DATA TO EXAMINE:
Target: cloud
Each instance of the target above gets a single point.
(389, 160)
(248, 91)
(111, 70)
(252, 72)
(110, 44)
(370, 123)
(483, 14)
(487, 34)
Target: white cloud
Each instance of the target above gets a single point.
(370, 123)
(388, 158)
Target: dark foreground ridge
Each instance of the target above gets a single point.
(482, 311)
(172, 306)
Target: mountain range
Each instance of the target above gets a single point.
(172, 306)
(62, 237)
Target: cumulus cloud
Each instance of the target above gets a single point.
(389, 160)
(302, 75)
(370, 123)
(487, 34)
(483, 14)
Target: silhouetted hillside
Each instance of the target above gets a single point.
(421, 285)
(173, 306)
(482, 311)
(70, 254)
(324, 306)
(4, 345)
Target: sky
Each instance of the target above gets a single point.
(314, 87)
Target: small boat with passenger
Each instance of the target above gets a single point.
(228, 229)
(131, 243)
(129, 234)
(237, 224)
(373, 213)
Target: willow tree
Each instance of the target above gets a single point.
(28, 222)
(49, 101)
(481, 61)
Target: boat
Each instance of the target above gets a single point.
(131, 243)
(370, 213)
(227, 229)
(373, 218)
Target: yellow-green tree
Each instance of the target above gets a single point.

GOAL OF THE EXERCISE: Scan the entries for lines holding the string "boat", then copy every one of them.

TASK SOLUTION:
Target: small boat with passenger
Target: boat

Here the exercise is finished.